### WORK TO BE COMPLETED
Copy the stretch of the listing from the line containing "Q: Provide one point on every instance of the bottle" through the end of the listing, swapping "instance" for "occurrence" and leaving everything else untouched.

== PROVIDED INFORMATION ==

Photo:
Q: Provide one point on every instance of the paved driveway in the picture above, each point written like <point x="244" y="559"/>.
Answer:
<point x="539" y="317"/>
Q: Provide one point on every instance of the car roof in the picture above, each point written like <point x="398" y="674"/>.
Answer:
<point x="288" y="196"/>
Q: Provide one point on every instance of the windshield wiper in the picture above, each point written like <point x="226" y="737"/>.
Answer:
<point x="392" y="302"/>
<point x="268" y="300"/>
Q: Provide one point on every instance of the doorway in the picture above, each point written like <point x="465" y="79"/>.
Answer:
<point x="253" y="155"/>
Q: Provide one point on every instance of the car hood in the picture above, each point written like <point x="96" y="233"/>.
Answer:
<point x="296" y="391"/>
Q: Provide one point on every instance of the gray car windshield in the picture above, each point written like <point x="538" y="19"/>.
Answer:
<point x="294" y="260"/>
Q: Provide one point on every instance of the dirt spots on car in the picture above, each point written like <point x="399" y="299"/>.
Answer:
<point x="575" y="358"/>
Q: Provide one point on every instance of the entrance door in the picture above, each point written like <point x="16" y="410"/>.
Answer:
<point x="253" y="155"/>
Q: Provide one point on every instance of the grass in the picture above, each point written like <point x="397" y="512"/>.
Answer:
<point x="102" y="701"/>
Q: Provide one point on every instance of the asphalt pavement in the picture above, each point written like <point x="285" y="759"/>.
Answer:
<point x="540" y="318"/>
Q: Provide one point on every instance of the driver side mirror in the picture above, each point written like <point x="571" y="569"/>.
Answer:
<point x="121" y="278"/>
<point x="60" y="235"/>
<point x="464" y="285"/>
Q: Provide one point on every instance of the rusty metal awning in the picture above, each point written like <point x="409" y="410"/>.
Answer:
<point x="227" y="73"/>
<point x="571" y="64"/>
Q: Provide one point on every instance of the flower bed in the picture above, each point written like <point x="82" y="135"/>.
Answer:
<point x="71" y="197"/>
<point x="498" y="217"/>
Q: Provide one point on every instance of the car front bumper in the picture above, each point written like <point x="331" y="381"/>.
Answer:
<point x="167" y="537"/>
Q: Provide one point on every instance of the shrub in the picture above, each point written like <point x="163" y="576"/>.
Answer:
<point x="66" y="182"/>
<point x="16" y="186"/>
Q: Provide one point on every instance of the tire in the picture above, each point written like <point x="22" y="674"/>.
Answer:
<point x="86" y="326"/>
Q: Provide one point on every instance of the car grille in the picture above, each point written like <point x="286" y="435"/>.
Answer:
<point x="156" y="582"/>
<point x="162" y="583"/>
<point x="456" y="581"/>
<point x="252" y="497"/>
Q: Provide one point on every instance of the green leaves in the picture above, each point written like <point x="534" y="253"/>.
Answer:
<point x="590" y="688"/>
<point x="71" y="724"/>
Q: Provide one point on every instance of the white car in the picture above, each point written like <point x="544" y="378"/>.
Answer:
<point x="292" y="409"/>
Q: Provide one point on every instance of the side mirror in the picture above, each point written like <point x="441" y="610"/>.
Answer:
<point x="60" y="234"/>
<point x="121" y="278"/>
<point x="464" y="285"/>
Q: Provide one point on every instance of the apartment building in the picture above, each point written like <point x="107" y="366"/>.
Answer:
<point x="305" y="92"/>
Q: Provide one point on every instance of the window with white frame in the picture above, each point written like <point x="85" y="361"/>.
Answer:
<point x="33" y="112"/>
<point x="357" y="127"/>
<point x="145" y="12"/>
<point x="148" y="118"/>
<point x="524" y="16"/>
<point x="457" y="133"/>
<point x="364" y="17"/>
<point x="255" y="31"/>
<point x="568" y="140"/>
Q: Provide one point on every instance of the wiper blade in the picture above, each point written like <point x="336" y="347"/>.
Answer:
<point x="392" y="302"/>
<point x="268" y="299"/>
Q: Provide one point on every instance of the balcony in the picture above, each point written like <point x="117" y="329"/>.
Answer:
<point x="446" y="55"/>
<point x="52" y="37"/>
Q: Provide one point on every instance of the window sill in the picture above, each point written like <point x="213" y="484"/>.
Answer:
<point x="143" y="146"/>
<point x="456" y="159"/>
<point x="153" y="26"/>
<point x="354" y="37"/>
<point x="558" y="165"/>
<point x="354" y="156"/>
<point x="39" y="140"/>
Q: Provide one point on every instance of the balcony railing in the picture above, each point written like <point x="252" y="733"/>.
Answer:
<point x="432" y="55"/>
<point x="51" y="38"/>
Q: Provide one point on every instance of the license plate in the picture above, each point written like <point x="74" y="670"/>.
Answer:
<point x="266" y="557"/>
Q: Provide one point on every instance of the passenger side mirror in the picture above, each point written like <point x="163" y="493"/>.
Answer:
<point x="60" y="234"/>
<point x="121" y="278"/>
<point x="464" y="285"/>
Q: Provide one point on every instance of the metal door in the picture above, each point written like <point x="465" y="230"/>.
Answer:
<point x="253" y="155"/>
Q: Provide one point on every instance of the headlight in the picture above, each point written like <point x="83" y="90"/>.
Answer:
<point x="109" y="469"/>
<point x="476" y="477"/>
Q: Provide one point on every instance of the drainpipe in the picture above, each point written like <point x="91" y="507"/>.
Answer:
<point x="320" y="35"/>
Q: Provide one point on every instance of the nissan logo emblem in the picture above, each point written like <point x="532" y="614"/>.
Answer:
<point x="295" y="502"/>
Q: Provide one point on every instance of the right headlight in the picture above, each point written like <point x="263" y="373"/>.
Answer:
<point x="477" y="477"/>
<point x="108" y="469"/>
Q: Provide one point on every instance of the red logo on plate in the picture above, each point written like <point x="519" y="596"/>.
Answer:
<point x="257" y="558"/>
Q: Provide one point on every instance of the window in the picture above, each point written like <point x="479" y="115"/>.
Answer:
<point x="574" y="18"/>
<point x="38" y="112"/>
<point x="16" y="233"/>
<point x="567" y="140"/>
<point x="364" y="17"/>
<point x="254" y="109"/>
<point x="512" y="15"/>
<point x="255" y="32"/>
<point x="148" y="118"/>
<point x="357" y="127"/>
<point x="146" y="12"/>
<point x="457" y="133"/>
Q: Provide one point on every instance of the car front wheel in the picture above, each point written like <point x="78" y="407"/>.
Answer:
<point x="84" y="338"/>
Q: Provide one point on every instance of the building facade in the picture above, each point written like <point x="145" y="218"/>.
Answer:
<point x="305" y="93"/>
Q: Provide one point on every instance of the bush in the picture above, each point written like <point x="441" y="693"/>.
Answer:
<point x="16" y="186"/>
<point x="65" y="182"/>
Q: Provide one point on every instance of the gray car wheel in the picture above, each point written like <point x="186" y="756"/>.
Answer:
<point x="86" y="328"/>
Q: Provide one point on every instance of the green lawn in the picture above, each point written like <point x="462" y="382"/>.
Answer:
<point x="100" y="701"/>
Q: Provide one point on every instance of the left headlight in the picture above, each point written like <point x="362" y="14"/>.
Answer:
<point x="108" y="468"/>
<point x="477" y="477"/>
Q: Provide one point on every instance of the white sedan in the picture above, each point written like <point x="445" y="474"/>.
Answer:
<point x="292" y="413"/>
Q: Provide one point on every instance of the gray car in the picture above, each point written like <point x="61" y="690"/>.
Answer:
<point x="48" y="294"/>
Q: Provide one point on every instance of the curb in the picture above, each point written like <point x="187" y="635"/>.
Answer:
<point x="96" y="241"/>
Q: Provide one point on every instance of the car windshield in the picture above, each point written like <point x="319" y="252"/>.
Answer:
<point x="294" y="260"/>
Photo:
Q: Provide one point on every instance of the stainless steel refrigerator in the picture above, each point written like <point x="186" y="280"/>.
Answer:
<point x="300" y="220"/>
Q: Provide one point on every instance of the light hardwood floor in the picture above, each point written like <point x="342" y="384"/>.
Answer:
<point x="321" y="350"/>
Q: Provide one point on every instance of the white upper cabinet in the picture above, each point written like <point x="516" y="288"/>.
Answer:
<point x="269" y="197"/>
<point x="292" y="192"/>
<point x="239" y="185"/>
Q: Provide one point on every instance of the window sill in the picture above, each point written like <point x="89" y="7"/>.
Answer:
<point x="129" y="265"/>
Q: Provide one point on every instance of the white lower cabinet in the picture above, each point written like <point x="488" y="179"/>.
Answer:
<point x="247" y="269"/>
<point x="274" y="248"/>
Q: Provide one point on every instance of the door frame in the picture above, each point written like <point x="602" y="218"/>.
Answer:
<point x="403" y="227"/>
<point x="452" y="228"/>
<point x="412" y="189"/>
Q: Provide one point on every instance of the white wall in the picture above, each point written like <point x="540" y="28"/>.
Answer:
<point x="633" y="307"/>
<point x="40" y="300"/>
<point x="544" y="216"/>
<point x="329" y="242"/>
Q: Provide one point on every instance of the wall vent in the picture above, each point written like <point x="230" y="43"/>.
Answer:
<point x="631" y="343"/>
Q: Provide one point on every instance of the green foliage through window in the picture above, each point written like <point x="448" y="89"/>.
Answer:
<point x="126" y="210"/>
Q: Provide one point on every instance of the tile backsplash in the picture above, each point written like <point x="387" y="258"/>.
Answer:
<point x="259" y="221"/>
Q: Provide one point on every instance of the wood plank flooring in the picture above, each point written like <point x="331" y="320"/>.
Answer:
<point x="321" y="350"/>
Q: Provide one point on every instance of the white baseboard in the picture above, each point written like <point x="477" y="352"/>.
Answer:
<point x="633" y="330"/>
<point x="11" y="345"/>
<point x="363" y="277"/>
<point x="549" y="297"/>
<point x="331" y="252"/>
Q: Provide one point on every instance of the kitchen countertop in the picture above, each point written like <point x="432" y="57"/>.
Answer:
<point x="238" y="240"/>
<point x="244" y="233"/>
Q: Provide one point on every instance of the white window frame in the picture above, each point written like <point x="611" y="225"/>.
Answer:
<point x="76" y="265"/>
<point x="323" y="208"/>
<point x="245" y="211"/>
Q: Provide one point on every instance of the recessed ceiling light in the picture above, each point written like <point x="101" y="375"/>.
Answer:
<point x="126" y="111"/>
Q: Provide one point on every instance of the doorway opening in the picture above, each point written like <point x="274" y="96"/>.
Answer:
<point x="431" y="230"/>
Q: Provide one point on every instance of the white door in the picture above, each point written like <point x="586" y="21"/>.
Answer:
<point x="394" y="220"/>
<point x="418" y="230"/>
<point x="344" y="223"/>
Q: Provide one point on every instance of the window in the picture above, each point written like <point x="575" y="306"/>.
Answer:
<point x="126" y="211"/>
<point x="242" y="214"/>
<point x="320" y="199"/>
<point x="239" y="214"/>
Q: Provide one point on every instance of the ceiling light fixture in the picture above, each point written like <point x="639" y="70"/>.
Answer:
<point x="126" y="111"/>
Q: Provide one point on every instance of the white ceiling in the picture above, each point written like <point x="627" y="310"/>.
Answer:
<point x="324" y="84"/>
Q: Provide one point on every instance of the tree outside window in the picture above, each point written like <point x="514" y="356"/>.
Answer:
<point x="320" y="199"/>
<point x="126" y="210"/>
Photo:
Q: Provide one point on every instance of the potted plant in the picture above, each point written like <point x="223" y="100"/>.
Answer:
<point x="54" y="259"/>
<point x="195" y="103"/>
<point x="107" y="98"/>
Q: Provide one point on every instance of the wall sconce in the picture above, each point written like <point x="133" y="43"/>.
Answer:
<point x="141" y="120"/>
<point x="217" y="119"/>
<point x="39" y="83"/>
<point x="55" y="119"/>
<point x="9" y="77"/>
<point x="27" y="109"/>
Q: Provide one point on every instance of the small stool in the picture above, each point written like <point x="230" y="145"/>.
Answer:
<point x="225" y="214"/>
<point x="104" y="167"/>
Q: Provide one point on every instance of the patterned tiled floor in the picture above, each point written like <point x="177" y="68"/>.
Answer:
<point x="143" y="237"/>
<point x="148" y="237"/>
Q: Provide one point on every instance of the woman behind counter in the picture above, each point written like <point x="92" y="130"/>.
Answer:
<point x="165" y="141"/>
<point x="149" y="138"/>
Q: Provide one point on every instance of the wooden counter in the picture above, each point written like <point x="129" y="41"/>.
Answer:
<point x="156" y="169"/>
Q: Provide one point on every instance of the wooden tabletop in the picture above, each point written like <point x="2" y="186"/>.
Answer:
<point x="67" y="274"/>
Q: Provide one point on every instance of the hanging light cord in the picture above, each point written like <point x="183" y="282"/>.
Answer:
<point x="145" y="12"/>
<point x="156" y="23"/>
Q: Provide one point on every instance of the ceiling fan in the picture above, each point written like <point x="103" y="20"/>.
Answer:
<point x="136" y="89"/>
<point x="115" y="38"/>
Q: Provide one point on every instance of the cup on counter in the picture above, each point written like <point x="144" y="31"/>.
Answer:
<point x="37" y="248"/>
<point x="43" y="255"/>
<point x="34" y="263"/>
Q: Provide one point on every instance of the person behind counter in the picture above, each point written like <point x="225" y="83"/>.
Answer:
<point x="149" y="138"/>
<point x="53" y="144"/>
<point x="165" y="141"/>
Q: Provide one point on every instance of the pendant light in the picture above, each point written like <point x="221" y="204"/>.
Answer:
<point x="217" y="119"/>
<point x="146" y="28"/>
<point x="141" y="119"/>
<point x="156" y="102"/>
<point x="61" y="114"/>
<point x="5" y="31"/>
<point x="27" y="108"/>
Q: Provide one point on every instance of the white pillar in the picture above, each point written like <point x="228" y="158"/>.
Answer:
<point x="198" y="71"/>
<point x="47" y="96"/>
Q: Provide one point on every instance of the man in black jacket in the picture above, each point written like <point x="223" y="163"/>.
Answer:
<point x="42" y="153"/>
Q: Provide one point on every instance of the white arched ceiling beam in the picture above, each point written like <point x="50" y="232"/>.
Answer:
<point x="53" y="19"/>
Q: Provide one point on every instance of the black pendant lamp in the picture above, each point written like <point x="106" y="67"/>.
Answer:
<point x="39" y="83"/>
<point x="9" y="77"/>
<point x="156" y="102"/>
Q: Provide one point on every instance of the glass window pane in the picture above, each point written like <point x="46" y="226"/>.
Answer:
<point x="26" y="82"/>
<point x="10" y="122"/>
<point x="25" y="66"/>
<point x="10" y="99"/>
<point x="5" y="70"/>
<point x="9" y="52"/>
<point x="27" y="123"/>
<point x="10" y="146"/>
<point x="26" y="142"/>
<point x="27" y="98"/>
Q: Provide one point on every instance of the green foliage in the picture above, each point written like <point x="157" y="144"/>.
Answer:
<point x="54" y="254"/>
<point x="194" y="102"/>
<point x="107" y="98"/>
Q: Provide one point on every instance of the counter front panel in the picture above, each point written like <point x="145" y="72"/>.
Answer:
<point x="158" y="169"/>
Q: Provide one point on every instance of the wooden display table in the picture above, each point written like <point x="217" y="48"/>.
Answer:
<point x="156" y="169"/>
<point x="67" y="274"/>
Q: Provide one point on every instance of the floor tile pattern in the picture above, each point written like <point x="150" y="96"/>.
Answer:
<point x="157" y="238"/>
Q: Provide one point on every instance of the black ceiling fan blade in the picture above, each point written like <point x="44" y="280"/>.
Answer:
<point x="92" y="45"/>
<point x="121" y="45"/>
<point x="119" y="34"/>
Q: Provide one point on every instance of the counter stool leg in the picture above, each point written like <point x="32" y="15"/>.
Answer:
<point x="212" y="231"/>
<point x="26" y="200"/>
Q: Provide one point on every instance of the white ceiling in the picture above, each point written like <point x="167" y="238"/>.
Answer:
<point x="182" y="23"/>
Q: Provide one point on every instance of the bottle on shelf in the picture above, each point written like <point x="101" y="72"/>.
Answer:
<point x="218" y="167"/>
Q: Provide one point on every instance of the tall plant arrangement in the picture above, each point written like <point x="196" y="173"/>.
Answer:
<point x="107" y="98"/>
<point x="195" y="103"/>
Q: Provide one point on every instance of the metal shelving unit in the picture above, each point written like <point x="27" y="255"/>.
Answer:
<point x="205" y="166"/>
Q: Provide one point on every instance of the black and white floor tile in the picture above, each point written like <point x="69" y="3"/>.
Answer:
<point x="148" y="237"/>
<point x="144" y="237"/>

===

### EXPECTED ANSWER
Q: Provide one point on every occurrence of the bottle on shelf in the picture above, each point written like <point x="101" y="72"/>.
Answer:
<point x="218" y="167"/>
Q: Provide one point on every occurrence of the tall plant arrangement in the picture above, each point written like <point x="196" y="173"/>.
Answer:
<point x="107" y="98"/>
<point x="195" y="103"/>
Q: Provide one point on every occurrence of the metal shelving unit in the picture above, each point written like <point x="27" y="255"/>.
Answer:
<point x="205" y="166"/>
Q: Provide one point on every occurrence of the black and white floor tile in the picture above, each point written like <point x="69" y="3"/>.
Answer:
<point x="148" y="237"/>
<point x="144" y="237"/>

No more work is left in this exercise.